== Document text

It scales well with tens of millions of documents or more with enough
RAM, provided you have a mechanism for expiring the cache when a reader
is no longer in use and pool cached items for re-use so your process
doesn't incur massive GC sweeps when the cache is expired.

Michael

-----Original Message-----
From: Matt Honeycutt [mailto:mbhoneyc...@gmail.com] 
Sent: Thursday, November 12, 2009 12:35 PM
To: lucene-net-user@incubator.apache.org
Subject: Re: FieldLookup for field with multiple values

I shudder to think about what the higher-ups will say about the cost of
faster storage.  They're very stingy on things that make our lives
easier.
:)

I like the idea of caching the term vectors somehow, though I wonder how
that would scale with millions of documents.  I will add that to the
list of
things to prototype for our long-term solution.

Thanks for the feedback,

---Matt

On Thu, Nov 12, 2009 at 12:14 PM, Michael Garski
<mgar...@myspace-inc.com>wrote:

> Matt,
>
> Metadata can be collected during the course of a search in a
> HitCollector (note that 2.9 will deprecate the current HitCollector in
> favor of the more flexible Collector).  One approach to collecting
> facets is to index the field with the desired facet metadata with
> TermVectors enabled.  During collection you can retrieve the
> TermFreqVector for a document with Reader.GetTermFreqVector for each
> document and collect/aggregate metadata however you like.

====

▶ Task set:
a – Translate this sentence from the mailing list thread into Spanish: "They're very stingy on things that make our lives easier."
b – In the mailing list thread, what will version 2.9 deprecate the current HitCollector in favor of?

== Data supplied

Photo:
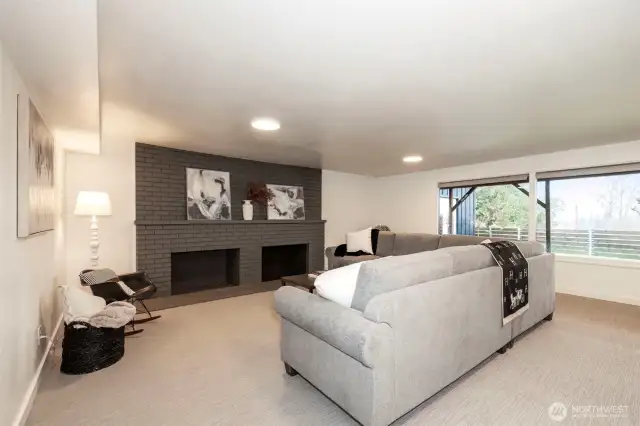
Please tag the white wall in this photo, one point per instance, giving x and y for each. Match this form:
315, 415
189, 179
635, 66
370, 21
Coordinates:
347, 204
28, 266
411, 204
113, 171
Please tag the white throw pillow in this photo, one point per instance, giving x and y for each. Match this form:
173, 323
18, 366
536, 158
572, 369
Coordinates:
338, 285
79, 303
360, 241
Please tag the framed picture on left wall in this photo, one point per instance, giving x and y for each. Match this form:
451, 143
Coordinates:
36, 147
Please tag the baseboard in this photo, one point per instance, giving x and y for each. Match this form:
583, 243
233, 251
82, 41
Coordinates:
32, 390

====

▶ The results:
a – Son muy tacaños con las cosas que nos facilitan la vida.

b – The more flexible Collector.